**Source text:**

If people are coming across your content regularly then it is fair to assume they are interested in your business and have looked at your website (which you should link in your blogs). Make sure to have an obvious opt-in for email updates that will allow you to collect data on your readership and produce much more targeted marketing. Email campaigns are a sure way to reach people that have already found you, but for maximum exposure, it’s a good idea to diversify your content platforms. Social media is a real powerhouse when it comes to locating information, insure any posts about your blogs have the relevant hashtags to your sector and interests. This gives people the most chance of finding you.

Question 3. What should be in my blog?

When deciding what to write in your blog posts keep in mind that it is not what you want to write about but rather what your audience will want to read about. What sector you’re in, how you’ve segmented your market and what you are trying to achieve with your blog are large determining factors. If you are trying to entice your reader to purchase a product or service then the blog should lean towards the shortcomings of life without it. Avoid making sales to obvious, readers are aware there might be underlying reasons for the blog’s existence but it should remain an enjoyable and informative read none-the-less. ‘Bigging up’ your company and achievements is important just ensure it doesn’t sound like bragging or like you are overtly trying to sell something.

Question 4. What do I want my audience to do with the information?

So you have people reading your blogs – great, now what? It might be that your objective is complete already, they read it.  Releasing lots of blog posts can help accelerate brand awareness as the more content available the more chance of people finding it and remembering your brand. Interested readers alone often aren’t enough for small business though, they must create sales leads. This is the tricky part, if you create content on too large a variety of topics it might look like your business isn’t specialised enough, too little and you look unprofessional.  

 

Question 5. What does my content strategy say?

**Excerpted data:**
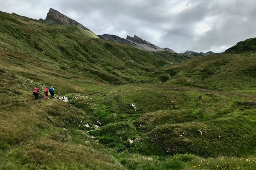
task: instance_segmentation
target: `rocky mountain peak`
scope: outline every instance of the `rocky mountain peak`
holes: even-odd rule
[[[52,8],[50,8],[45,20],[40,18],[39,20],[46,23],[55,23],[63,25],[74,25],[81,28],[84,30],[90,31],[78,22],[69,18],[66,15]]]

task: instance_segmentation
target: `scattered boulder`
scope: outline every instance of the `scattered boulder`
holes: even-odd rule
[[[64,96],[63,97],[60,97],[59,98],[59,99],[62,100],[64,102],[68,102],[68,99],[67,97],[65,96]]]
[[[97,121],[97,122],[98,123],[99,123],[99,124],[101,126],[101,122],[99,122],[99,121]]]
[[[94,126],[95,126],[95,128],[96,128],[96,129],[99,129],[99,128],[100,128],[99,126],[98,126],[98,125],[94,125],[94,124],[93,124],[93,125],[94,125]]]
[[[84,126],[85,126],[86,128],[90,128],[90,126],[88,124],[85,125]]]

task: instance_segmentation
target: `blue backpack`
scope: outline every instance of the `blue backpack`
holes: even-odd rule
[[[54,92],[54,90],[53,90],[53,88],[50,88],[49,91],[50,91],[50,93]]]

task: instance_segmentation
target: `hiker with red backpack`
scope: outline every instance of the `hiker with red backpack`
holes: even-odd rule
[[[34,88],[34,92],[33,92],[33,94],[34,94],[34,96],[35,96],[35,100],[38,99],[39,93],[40,92],[39,89],[38,89],[38,86],[36,86]]]
[[[44,88],[44,99],[48,99],[48,92],[49,91],[48,87]]]
[[[54,89],[53,88],[53,86],[52,86],[51,88],[50,88],[50,90],[49,90],[50,93],[51,94],[51,98],[53,98],[54,97],[54,93],[55,92],[54,91]]]

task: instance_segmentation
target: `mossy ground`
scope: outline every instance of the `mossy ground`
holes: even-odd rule
[[[172,64],[185,59],[0,16],[0,169],[256,169],[253,54]],[[34,100],[52,85],[70,102]]]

**Parts of the exercise:**
[A] List every line in the records that contains the word "backpack".
[B] Pick up the text on business blogging after its last line and keep writing it.

**Answers by task:**
[A]
target: `blue backpack`
scope: outline every instance of the `blue backpack`
target: `hiker with red backpack`
scope: outline every instance of the `hiker with red backpack`

[B]
Blogs fall under the marketing umbrella and so it is a good idea to include them in your marketing strategy. This should be an in-detail plan of what is going where and when. Getting inspired by a blog on how often you should post and sticking to it, are very different. Remember when it comes to blog writing, consistency is key. Small businesses are often advised to release 16 blogs a month. This keeps them relevant while not taking up too much time (and budget) for the value they provide. Only you know how much of your business is dependent on blog generated leads so only you can know how much time to dedicate to them. 

Keep in mind all content strategies differ based on a few guiding factors, the size of your company being the first. Larger companies are likely to have better and longer relationships with clients and customers, this means their focus shifts towards fewer blogs in much greater detail. Your sector matters as well, some companies are a lot less dependent on a consistent stream of leads. One or two large clients may be all a small firm can provide for, reducing the amount of content they need to put out. 

Your content strategy should also outline whether you have an inbound (people coming to you) or outbound (you going to others) strategy. Inbound strategies require a greater amount of content as you will need to capture the most amount of interested people as possible. Outbound strategies require less content to avoid a ‘spam’ look and therefore require more careful drafting and a greater sense of quality.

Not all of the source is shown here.